■ TRY IT ■
From the first line through the last, transcribe the listing word for word.
::: RECORDS SUPPLIED
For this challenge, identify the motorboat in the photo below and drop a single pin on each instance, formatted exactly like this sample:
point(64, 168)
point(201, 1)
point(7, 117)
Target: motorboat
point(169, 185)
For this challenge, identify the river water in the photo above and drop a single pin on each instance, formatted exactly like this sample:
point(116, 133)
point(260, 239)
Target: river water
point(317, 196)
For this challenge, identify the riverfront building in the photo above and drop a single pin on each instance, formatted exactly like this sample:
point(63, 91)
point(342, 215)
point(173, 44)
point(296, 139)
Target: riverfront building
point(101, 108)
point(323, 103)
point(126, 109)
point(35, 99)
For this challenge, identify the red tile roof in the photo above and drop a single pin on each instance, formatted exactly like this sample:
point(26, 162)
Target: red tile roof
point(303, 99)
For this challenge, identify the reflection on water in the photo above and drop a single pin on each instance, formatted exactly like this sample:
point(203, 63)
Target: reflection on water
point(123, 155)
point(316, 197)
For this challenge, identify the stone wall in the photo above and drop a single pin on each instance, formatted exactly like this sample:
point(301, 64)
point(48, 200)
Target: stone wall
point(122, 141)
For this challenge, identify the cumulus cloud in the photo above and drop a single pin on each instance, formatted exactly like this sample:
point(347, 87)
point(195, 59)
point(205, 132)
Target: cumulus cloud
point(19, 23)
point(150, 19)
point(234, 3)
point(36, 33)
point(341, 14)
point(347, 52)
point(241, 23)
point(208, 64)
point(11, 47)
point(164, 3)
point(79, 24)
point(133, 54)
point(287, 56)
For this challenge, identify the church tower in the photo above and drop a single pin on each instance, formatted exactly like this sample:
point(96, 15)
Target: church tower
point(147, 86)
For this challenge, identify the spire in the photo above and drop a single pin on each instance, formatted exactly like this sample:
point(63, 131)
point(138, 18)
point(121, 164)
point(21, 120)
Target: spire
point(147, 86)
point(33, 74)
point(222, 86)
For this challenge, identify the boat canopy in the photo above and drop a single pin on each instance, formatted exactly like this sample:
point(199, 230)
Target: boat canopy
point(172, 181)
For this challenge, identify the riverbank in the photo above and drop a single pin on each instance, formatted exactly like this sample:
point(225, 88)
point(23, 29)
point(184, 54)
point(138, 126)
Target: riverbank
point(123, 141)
::::::
■ EXERCISE OUTPUT ■
For this challenge, identify the motorboat in the photo below and drop a single pin on each instance, formatted exactly like this sample:
point(64, 168)
point(201, 1)
point(7, 117)
Target: motorboat
point(169, 185)
For this challenge, identify the river water in the photo above and drop a single pin on each instance, formatted exactly like this sample:
point(116, 133)
point(260, 239)
Target: river water
point(317, 196)
For this challenge, identify the riverfront building in the photo above and drop a single pin on each instance, formatted exactly like this sample:
point(63, 91)
point(342, 215)
point(173, 44)
point(296, 139)
Target: riverfront building
point(101, 108)
point(323, 103)
point(126, 109)
point(35, 99)
For this challenge, identify the red tile roof in the photo above and drop a single pin on each instance, formatted exactly like this sample:
point(26, 162)
Target: red tile roof
point(303, 99)
For this challenge, identify the reflection on water in the photo above and drop a single pin on each instance, formatted exactly like this sample:
point(203, 63)
Target: reflection on water
point(123, 155)
point(316, 197)
For this challenge, identify the stone wall in the photo above and drop a single pin on each instance, formatted exactly like this sample:
point(301, 64)
point(48, 200)
Target: stone wall
point(122, 141)
For this challenge, identify the cumulus cloud in the photo above and drop a single pin on each instance, formatted exactly like this sample:
point(347, 87)
point(195, 59)
point(205, 132)
Target: cumulus cloud
point(19, 23)
point(150, 19)
point(234, 3)
point(36, 33)
point(341, 14)
point(347, 52)
point(241, 23)
point(208, 64)
point(11, 47)
point(164, 3)
point(79, 24)
point(133, 54)
point(287, 56)
For this challenge, identify the church tower in the photo above and drop a single pin on each instance, formatted exactly like this sample:
point(96, 15)
Target: church tower
point(147, 86)
For this challenge, identify the spire in the photo above and drop a single pin on each instance, formatted exactly like this sample:
point(63, 131)
point(138, 18)
point(121, 164)
point(21, 120)
Target: spire
point(147, 86)
point(33, 74)
point(222, 86)
For this challenge, identify the boat canopy in the photo above and drop a single pin on each instance, formatted exactly like this sample:
point(199, 230)
Target: boat canopy
point(172, 181)
For this challenge, identify the riverbank in the photo above and drop a single pin on each instance, formatted exactly like this sample:
point(225, 88)
point(23, 29)
point(184, 54)
point(138, 126)
Target: riverbank
point(123, 141)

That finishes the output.